(Referring expression grounding data)
>>>>

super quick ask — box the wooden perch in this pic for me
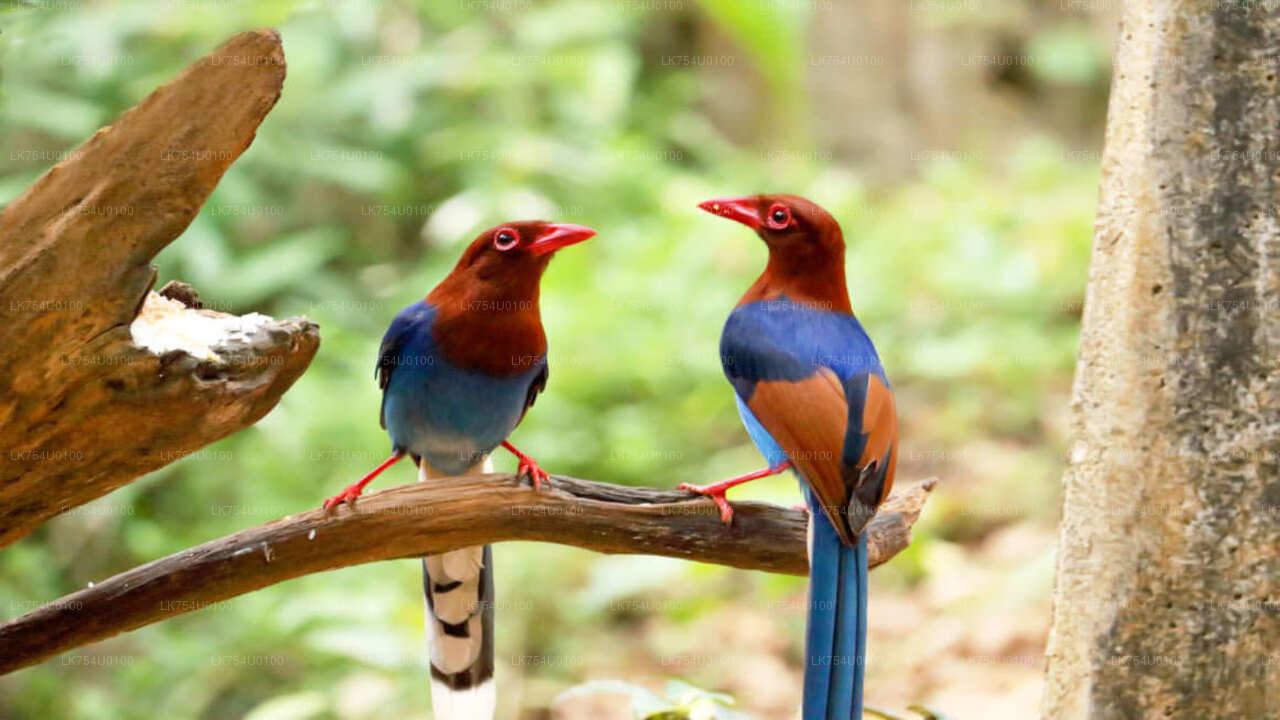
[0,475,934,675]
[0,29,318,548]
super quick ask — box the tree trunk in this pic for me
[1042,1,1280,718]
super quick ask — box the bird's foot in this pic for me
[321,452,405,512]
[678,481,738,524]
[322,483,365,512]
[516,455,549,490]
[503,440,548,490]
[678,460,793,525]
[790,502,809,513]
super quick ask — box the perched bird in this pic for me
[322,220,596,720]
[688,195,897,720]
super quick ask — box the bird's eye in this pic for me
[766,204,791,230]
[493,228,519,251]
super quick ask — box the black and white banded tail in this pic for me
[420,459,495,719]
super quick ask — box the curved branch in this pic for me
[0,474,934,675]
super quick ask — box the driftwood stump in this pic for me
[0,30,318,548]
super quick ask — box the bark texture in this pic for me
[0,475,935,675]
[1042,1,1280,717]
[0,29,318,548]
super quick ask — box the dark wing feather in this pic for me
[519,359,548,422]
[843,372,897,534]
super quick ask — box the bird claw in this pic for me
[322,484,364,512]
[320,453,404,513]
[515,455,549,490]
[678,482,736,524]
[501,441,550,490]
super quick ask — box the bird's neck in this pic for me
[740,250,853,315]
[426,274,547,376]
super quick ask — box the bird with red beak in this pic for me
[321,219,596,720]
[691,194,897,720]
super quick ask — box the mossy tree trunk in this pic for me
[1042,1,1280,718]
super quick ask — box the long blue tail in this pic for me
[802,489,868,720]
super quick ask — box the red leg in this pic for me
[322,452,405,511]
[502,440,549,490]
[679,460,793,524]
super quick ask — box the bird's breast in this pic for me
[383,343,544,475]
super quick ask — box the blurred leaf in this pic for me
[906,705,960,720]
[211,227,345,308]
[556,679,671,718]
[1028,25,1107,86]
[555,678,753,720]
[1,86,103,139]
[694,0,804,99]
[243,691,327,720]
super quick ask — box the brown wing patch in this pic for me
[860,374,898,507]
[746,369,855,545]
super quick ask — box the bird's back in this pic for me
[720,297,885,393]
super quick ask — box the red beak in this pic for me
[528,223,597,256]
[698,197,761,230]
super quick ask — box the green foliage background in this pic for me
[0,1,1105,718]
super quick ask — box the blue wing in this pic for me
[377,302,436,430]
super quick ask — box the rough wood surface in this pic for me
[0,475,935,675]
[1041,1,1280,717]
[0,29,318,548]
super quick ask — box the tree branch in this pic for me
[0,29,317,548]
[0,474,934,675]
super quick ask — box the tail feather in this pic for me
[420,460,496,720]
[803,489,868,720]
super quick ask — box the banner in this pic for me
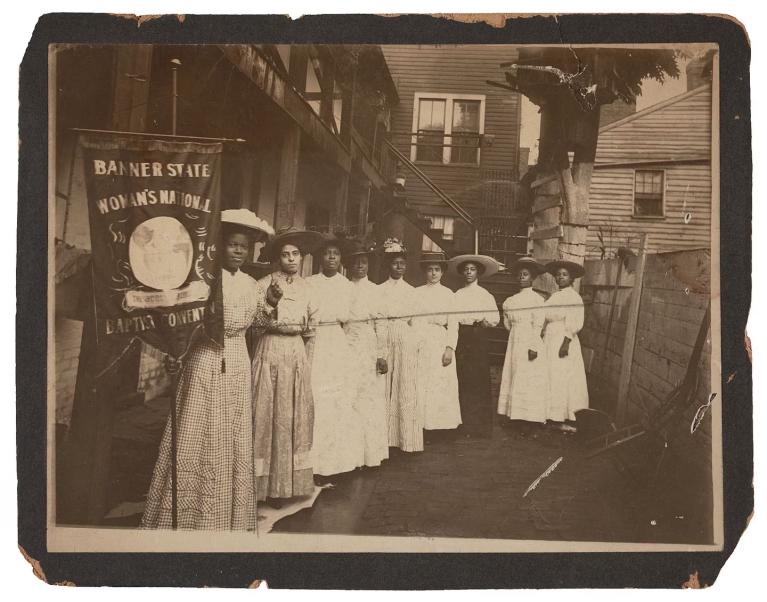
[80,136,224,364]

<<<<

The data shown above must be printed again exactly, with no images included.

### Answer box
super quick ask — box the wooden perch in this pic for me
[0,475,934,675]
[0,29,318,548]
super quick ask — box the tree trunk in this pic for me
[1042,1,1280,718]
super quick ask — box the bird's foot in this pic for me
[321,452,405,512]
[678,481,738,524]
[322,483,365,512]
[516,455,549,490]
[503,440,548,490]
[678,460,793,525]
[790,502,809,513]
super quick ask — box the perched bird in this pic for me
[322,220,596,720]
[688,195,897,720]
super quick ask — box the bird's eye in this pic for me
[766,204,791,230]
[493,228,519,251]
super quick ask — box the black and white banded tail in this pic for me
[420,459,495,719]
super quick ask — box the curved branch in this pic for me
[0,474,934,675]
super quick ask — box the driftwood stump in this pic for me
[0,30,318,548]
super quick ask — box the bark texture in this pic for me
[0,475,935,675]
[1042,1,1280,717]
[0,29,318,548]
super quick ask — box the dark wing feather in this pic for me
[519,359,548,422]
[843,372,897,534]
super quick ask — box the bird claw in this pic for me
[322,484,364,512]
[320,453,404,513]
[515,455,549,490]
[678,482,736,524]
[501,441,550,490]
super quick ask — box the bird's neck in this pic for me
[740,250,853,315]
[426,274,547,376]
super quick ask — box the bird with red beak in this pic for me
[321,219,596,720]
[691,194,897,720]
super quick ask — box the mossy tree trunk in this pic for me
[1042,1,1280,718]
super quick ask — box the long blue tail in this pic for me
[802,489,868,720]
super quick ask — box the red leg in this pic for me
[322,452,405,511]
[502,440,549,490]
[679,460,793,524]
super quick ask — box the bird's breast in this pic for me
[383,343,544,475]
super quick ask — box the blurred leaf in this pic for me
[906,705,960,720]
[211,227,345,308]
[556,679,671,718]
[1028,25,1107,86]
[555,678,753,720]
[1,86,103,139]
[694,0,804,99]
[243,691,327,720]
super quick ask — box the brown wing patch in this pic for me
[860,374,898,507]
[746,369,855,545]
super quick ask — box the bird's back in this pic for me
[720,297,885,393]
super quick ask — box the red beak in this pic for me
[528,223,597,256]
[698,197,761,230]
super quick ask — box the green foliage background in this pic for me
[0,1,1105,718]
super quick ask — box the blue wing in this pic for me
[377,302,436,430]
super quick ask — box the rough wood surface in this pic for me
[0,475,935,675]
[1041,1,1280,717]
[0,29,318,548]
super quick ask — box the tree branch in this pic for me
[0,29,317,548]
[0,474,934,675]
super quick ask — box the tail feather in this pic for me
[420,460,496,720]
[803,489,868,720]
super quick ask — box the banner in this pic for me
[80,136,224,364]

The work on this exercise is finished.